Lines before the one containing "In this exercise you will tag the white knit" are excluded; print that line and every line after it through the end of the material below, exactly.

§ §

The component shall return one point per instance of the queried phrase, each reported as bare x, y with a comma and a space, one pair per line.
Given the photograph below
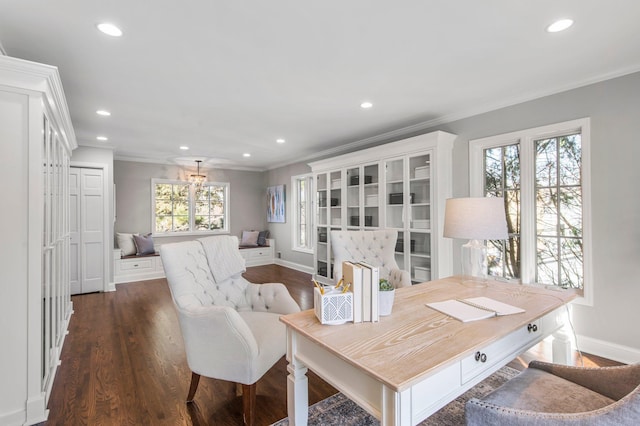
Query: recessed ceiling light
559, 25
109, 29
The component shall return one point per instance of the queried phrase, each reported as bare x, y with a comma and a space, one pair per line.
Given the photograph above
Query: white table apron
420, 398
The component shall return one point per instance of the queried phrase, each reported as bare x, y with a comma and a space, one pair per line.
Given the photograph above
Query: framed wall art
275, 204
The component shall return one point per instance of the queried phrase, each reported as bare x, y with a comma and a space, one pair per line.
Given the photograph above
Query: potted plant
385, 297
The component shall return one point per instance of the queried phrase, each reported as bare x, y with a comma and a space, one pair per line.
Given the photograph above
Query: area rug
338, 410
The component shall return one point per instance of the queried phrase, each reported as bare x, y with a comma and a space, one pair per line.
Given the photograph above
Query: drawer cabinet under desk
256, 256
136, 268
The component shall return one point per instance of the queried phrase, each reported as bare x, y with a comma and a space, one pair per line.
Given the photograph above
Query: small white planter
385, 302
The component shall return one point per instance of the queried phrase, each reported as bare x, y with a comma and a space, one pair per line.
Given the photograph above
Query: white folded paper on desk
475, 308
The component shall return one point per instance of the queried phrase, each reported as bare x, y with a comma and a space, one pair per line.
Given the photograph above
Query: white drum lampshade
475, 219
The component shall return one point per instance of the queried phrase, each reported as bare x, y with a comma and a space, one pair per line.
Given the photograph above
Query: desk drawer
508, 346
146, 264
259, 253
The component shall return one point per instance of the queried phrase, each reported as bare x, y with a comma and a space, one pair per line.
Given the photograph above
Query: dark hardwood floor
123, 363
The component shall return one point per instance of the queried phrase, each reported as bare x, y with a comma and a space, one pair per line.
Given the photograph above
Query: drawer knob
482, 357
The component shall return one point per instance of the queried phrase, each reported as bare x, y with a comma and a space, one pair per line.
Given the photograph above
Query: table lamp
476, 219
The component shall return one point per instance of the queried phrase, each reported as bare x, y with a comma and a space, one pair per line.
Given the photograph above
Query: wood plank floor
123, 363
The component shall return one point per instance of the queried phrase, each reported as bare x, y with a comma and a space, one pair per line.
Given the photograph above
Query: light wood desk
417, 360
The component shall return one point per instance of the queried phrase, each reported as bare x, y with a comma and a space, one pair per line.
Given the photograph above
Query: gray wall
614, 109
133, 196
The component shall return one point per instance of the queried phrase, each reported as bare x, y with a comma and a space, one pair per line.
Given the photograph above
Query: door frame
107, 283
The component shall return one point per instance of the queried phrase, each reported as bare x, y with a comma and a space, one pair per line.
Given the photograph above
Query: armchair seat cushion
531, 391
271, 336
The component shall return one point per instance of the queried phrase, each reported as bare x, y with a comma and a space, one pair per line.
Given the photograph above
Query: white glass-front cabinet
37, 140
408, 209
400, 185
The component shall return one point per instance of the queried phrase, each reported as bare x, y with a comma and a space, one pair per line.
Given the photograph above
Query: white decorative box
334, 307
421, 223
421, 274
422, 172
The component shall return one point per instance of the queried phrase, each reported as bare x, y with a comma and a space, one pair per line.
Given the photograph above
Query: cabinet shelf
415, 173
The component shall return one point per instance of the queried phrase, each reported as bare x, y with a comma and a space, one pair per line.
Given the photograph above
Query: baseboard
296, 266
123, 279
620, 353
13, 418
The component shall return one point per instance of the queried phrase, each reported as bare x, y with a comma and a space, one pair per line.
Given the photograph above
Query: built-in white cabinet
35, 303
401, 185
257, 256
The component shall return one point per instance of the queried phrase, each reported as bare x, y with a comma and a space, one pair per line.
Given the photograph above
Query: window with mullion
502, 179
179, 207
302, 219
559, 256
543, 176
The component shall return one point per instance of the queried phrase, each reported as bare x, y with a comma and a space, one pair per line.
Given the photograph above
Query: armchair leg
249, 404
195, 379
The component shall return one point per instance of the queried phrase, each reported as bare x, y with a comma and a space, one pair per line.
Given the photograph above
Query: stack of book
363, 280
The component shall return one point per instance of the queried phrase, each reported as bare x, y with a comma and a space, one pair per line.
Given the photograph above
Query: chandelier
197, 180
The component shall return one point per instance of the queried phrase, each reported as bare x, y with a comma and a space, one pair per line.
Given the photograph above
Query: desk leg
396, 407
297, 385
561, 349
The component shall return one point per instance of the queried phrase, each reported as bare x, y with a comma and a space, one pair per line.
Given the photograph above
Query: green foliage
385, 285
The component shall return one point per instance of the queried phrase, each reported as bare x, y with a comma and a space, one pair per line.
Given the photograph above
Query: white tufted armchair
374, 247
231, 327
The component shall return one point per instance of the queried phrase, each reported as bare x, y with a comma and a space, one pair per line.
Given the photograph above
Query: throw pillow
126, 244
144, 244
262, 238
249, 239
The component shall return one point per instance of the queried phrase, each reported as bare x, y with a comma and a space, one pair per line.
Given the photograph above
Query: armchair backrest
191, 281
374, 247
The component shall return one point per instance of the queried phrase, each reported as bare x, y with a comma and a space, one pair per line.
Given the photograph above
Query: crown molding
428, 125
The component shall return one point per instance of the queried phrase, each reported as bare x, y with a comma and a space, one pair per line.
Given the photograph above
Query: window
179, 207
543, 176
302, 193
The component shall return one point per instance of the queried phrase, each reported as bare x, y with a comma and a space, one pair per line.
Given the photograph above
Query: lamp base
473, 282
474, 264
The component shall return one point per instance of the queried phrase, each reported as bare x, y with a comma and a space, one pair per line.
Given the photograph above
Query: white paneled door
86, 190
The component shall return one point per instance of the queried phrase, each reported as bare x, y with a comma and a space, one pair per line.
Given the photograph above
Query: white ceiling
229, 77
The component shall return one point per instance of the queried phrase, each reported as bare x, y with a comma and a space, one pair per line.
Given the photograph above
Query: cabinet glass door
420, 217
420, 192
335, 198
371, 195
322, 201
394, 194
353, 197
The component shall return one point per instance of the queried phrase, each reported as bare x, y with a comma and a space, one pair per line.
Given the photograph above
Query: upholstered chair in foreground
552, 394
231, 327
374, 247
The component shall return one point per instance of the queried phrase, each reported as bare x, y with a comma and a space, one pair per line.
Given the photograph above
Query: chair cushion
271, 337
374, 247
539, 391
188, 273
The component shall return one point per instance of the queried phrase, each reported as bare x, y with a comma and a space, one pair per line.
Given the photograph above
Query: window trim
527, 138
295, 200
227, 220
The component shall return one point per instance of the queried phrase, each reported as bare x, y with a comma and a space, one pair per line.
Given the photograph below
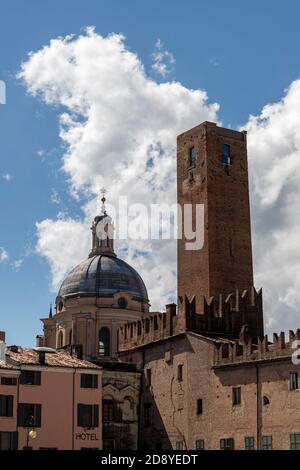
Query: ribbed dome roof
103, 275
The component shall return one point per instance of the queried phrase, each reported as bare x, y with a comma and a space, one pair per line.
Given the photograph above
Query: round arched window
122, 302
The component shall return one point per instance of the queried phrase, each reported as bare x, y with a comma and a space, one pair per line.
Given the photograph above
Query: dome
103, 275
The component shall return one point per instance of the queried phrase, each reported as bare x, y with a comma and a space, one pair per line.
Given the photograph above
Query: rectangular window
267, 443
48, 448
147, 415
6, 405
148, 375
200, 444
179, 445
293, 380
226, 157
8, 441
87, 416
180, 373
108, 410
236, 396
192, 157
295, 441
249, 443
29, 415
30, 377
8, 380
227, 444
89, 381
199, 407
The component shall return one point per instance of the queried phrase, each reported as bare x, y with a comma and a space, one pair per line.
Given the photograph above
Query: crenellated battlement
154, 327
224, 316
227, 314
244, 350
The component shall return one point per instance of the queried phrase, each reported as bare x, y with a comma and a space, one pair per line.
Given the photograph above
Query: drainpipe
73, 408
258, 409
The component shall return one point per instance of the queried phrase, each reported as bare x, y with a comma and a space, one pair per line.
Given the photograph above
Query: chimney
2, 346
42, 357
39, 341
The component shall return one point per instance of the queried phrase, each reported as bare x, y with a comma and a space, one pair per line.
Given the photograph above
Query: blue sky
243, 54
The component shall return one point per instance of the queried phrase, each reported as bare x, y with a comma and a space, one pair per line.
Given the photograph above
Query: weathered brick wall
174, 404
225, 261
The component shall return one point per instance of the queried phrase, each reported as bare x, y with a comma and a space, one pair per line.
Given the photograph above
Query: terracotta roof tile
58, 359
4, 365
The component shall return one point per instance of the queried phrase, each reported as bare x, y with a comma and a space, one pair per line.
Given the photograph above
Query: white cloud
55, 198
114, 120
163, 60
4, 256
274, 161
7, 177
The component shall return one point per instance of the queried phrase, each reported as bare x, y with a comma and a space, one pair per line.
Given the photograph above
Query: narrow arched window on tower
60, 339
104, 340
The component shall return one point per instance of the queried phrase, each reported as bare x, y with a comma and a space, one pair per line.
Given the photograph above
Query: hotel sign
86, 436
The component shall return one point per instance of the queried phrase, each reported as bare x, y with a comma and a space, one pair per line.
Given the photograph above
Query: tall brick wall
225, 262
208, 376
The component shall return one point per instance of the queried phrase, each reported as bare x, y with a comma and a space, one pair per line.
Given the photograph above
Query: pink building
48, 400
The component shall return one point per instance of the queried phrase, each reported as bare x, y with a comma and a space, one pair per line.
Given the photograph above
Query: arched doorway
104, 341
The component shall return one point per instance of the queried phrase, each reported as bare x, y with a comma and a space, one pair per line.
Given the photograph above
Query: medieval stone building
201, 374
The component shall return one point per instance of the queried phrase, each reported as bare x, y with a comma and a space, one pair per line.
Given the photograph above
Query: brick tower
212, 170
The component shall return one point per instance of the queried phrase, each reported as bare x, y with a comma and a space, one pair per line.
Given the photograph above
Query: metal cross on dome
103, 200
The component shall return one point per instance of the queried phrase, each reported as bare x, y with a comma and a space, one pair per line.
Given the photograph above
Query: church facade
202, 374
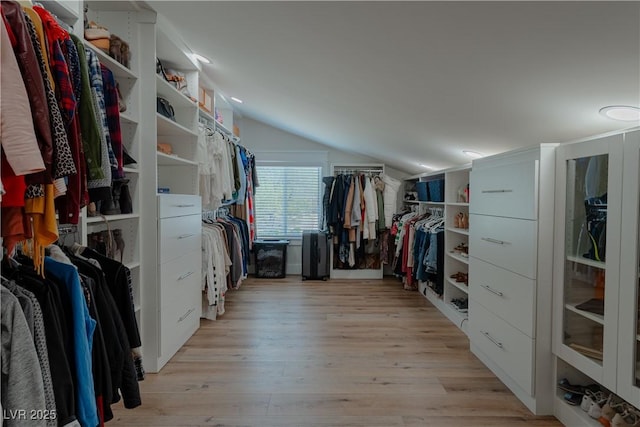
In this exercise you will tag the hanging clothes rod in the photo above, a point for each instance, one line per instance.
(357, 170)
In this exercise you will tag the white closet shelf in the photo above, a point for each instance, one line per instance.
(169, 160)
(113, 6)
(119, 71)
(120, 217)
(167, 127)
(173, 95)
(127, 119)
(132, 265)
(587, 314)
(61, 9)
(458, 230)
(464, 288)
(458, 257)
(586, 261)
(130, 170)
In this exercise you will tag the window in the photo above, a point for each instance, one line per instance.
(288, 201)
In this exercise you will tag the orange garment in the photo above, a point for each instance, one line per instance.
(42, 215)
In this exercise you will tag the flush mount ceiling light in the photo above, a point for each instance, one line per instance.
(472, 154)
(624, 113)
(201, 58)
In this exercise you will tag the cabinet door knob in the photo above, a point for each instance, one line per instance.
(185, 275)
(496, 241)
(497, 191)
(184, 316)
(493, 340)
(493, 291)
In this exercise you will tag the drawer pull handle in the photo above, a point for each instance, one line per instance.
(493, 340)
(496, 241)
(493, 291)
(184, 316)
(185, 275)
(497, 191)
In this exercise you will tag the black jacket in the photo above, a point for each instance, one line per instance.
(118, 279)
(123, 376)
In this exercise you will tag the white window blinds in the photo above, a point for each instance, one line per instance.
(288, 201)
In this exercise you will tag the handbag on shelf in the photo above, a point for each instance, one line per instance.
(165, 108)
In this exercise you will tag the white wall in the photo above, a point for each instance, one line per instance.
(260, 137)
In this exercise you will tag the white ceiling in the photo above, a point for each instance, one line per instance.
(417, 82)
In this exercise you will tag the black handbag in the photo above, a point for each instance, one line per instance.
(164, 107)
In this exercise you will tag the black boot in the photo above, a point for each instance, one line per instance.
(112, 206)
(126, 204)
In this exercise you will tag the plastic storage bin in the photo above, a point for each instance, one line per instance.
(421, 188)
(271, 258)
(436, 190)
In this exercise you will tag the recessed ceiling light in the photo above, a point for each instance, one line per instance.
(201, 58)
(623, 113)
(473, 154)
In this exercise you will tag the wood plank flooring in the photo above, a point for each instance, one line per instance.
(289, 353)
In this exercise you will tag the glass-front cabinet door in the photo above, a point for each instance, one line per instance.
(586, 271)
(629, 317)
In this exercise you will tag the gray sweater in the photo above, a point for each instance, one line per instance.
(23, 401)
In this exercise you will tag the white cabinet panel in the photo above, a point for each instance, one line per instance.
(508, 190)
(509, 348)
(170, 205)
(505, 242)
(506, 294)
(179, 235)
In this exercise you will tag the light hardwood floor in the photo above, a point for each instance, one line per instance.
(289, 353)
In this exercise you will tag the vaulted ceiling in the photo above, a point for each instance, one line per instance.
(414, 83)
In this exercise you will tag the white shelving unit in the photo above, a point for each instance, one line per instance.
(614, 336)
(454, 180)
(125, 19)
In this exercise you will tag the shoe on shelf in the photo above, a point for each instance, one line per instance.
(598, 401)
(565, 385)
(613, 406)
(98, 36)
(573, 399)
(629, 418)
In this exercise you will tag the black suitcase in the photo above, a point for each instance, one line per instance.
(315, 255)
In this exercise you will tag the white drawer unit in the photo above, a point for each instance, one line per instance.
(178, 321)
(179, 272)
(508, 295)
(514, 197)
(506, 242)
(506, 346)
(179, 235)
(510, 270)
(180, 276)
(170, 205)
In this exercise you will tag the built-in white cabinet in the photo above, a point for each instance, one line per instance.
(596, 271)
(179, 271)
(510, 281)
(629, 311)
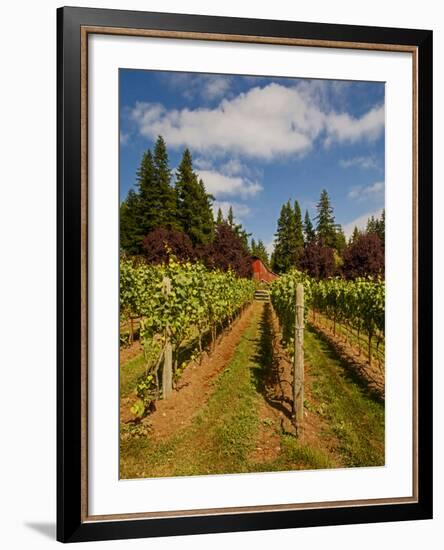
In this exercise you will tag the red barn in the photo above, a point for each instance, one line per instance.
(261, 271)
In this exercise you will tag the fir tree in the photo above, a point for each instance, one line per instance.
(286, 246)
(355, 235)
(259, 251)
(230, 217)
(326, 228)
(299, 232)
(130, 236)
(341, 241)
(309, 232)
(166, 194)
(220, 218)
(193, 204)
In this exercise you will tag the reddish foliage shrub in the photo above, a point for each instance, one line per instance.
(160, 242)
(318, 260)
(364, 256)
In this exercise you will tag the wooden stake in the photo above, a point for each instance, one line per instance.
(167, 373)
(298, 377)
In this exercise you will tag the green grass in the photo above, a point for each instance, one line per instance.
(221, 435)
(224, 432)
(130, 371)
(354, 416)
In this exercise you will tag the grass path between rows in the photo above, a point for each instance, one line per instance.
(223, 435)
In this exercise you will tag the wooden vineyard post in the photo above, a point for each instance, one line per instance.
(167, 373)
(298, 376)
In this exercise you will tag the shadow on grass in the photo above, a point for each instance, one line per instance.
(266, 375)
(352, 370)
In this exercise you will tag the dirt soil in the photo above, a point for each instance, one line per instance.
(196, 384)
(276, 408)
(372, 375)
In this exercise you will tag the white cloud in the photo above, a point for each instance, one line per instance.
(240, 210)
(216, 87)
(362, 192)
(207, 86)
(344, 127)
(219, 184)
(124, 138)
(233, 167)
(203, 163)
(263, 123)
(360, 223)
(360, 162)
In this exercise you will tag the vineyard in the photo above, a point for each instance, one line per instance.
(358, 306)
(208, 351)
(175, 303)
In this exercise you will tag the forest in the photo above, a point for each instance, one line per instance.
(208, 351)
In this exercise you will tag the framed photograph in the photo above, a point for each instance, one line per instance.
(244, 274)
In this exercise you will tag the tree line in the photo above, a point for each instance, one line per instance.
(322, 250)
(162, 216)
(173, 213)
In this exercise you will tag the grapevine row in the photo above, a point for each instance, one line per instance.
(358, 304)
(199, 301)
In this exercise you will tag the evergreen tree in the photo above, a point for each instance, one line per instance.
(166, 194)
(376, 226)
(206, 205)
(299, 232)
(341, 241)
(286, 247)
(193, 204)
(355, 235)
(220, 218)
(230, 217)
(149, 200)
(309, 231)
(325, 228)
(130, 236)
(238, 229)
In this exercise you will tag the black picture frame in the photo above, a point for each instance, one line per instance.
(72, 525)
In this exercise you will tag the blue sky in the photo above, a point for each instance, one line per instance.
(259, 141)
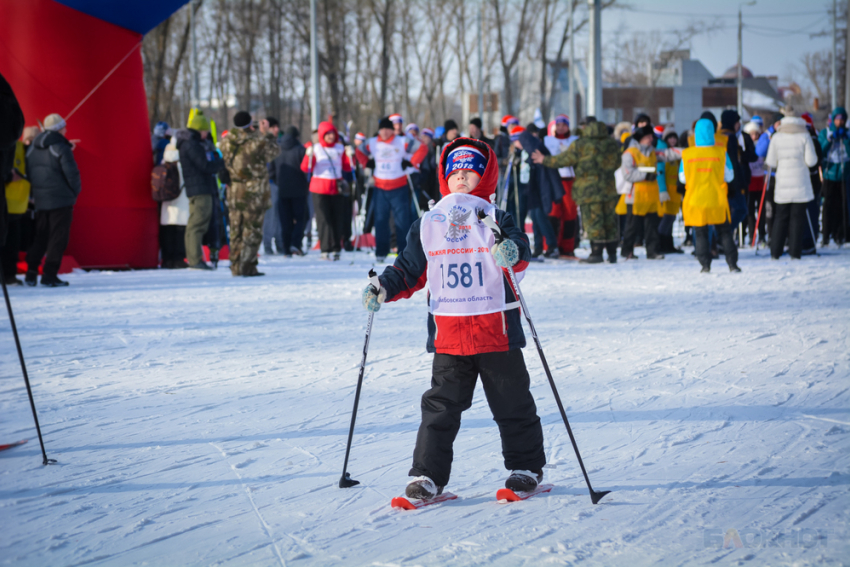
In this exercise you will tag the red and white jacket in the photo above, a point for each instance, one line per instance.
(327, 164)
(463, 335)
(388, 155)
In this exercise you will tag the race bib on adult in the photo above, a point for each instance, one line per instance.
(463, 278)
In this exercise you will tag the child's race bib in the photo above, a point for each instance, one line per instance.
(463, 278)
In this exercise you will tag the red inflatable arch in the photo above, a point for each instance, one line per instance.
(53, 55)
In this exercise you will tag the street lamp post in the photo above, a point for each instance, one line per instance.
(314, 68)
(594, 59)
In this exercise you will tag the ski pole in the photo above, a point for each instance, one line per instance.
(504, 200)
(761, 205)
(345, 480)
(812, 230)
(843, 206)
(413, 196)
(46, 461)
(594, 496)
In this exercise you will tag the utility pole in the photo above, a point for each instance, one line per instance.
(741, 58)
(594, 59)
(833, 84)
(847, 61)
(481, 70)
(314, 68)
(571, 79)
(740, 64)
(196, 84)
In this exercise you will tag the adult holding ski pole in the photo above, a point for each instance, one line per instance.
(474, 321)
(835, 143)
(389, 155)
(11, 126)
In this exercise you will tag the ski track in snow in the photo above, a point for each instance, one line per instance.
(200, 419)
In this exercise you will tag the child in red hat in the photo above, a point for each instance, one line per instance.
(474, 321)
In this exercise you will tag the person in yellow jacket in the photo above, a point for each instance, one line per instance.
(17, 200)
(640, 167)
(705, 170)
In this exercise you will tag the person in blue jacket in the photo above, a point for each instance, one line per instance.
(474, 321)
(835, 143)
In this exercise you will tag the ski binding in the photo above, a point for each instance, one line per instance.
(405, 504)
(505, 495)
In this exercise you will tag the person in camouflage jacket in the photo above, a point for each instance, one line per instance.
(594, 156)
(246, 153)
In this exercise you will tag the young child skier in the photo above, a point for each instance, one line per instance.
(474, 320)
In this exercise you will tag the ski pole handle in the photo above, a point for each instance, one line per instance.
(373, 279)
(491, 224)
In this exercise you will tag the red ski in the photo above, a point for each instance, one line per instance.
(508, 495)
(405, 504)
(10, 445)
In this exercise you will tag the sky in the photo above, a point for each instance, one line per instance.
(777, 36)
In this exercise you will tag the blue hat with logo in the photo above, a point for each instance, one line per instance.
(466, 158)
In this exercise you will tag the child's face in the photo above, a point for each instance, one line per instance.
(463, 181)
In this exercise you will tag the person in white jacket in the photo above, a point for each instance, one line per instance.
(791, 154)
(173, 217)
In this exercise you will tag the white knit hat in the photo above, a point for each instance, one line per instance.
(54, 122)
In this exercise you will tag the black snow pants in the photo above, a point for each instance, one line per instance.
(506, 386)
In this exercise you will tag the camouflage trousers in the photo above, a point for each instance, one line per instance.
(246, 237)
(600, 221)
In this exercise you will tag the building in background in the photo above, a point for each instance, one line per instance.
(683, 89)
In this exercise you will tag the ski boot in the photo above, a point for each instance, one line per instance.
(524, 481)
(422, 488)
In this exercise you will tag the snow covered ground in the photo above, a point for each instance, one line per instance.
(200, 419)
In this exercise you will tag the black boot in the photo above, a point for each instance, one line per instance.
(595, 254)
(611, 247)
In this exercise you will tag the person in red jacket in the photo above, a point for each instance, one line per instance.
(474, 324)
(328, 164)
(389, 154)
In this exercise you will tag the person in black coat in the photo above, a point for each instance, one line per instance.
(199, 169)
(741, 157)
(293, 190)
(11, 127)
(544, 190)
(55, 181)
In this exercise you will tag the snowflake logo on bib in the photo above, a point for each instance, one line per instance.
(459, 226)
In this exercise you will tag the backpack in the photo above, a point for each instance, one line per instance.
(165, 182)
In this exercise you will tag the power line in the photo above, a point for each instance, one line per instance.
(701, 14)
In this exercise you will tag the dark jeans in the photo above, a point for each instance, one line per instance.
(399, 200)
(200, 213)
(789, 222)
(649, 223)
(506, 386)
(542, 228)
(172, 242)
(52, 232)
(271, 224)
(753, 203)
(702, 248)
(834, 217)
(293, 219)
(519, 219)
(330, 220)
(737, 208)
(9, 251)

§ §

▶ **Response**
In this exercise you will tag the white knit hat in the photo above, a point for each instance, one line per instance.
(54, 122)
In this exercise you will tag the black snow pants in the photo above, a point for each instance, one line per instance.
(506, 386)
In this exercise you will tag the camouflage trousers in the photo above, a point for each instance, one line per instance.
(246, 237)
(600, 221)
In this exercise you will tag the building in background in the photo above, a point for each instance, one line per instance.
(683, 89)
In this exercise you will tag the ski boot in the photo above, a point for each instance, one line per instance.
(524, 481)
(422, 488)
In this exercise you will tag the snow covered ground in the photo above, a point for each instance, one line per instance.
(200, 419)
In this exercise you will tag the black boot in the photo above, a point for each instance, one line per instance.
(595, 254)
(611, 247)
In this exercise you will tag the person in red jacket in the photo above, a point for each instance, one line per instance.
(474, 324)
(328, 164)
(389, 154)
In this exercise you will tag the person in black coat in the photo above, a point for each instance, one line per instance.
(199, 169)
(741, 157)
(293, 190)
(11, 127)
(544, 190)
(55, 181)
In this exercise you will tag the snowflake logo on bib in the photo above, a point for each instance, one line per instance.
(459, 226)
In this exercise you will tag the backpack in the photo above, a point for each instance, one line per instance.
(165, 182)
In this exercise you will tag the power line in the photo above, a point for each instance, one line per instance.
(701, 14)
In this exercise you will tag the dark jeans in the photo above, a point for each instance, one line per instance.
(399, 200)
(200, 213)
(789, 222)
(649, 223)
(506, 386)
(542, 228)
(172, 242)
(52, 232)
(271, 224)
(753, 203)
(702, 248)
(834, 217)
(293, 219)
(519, 219)
(330, 220)
(737, 208)
(9, 251)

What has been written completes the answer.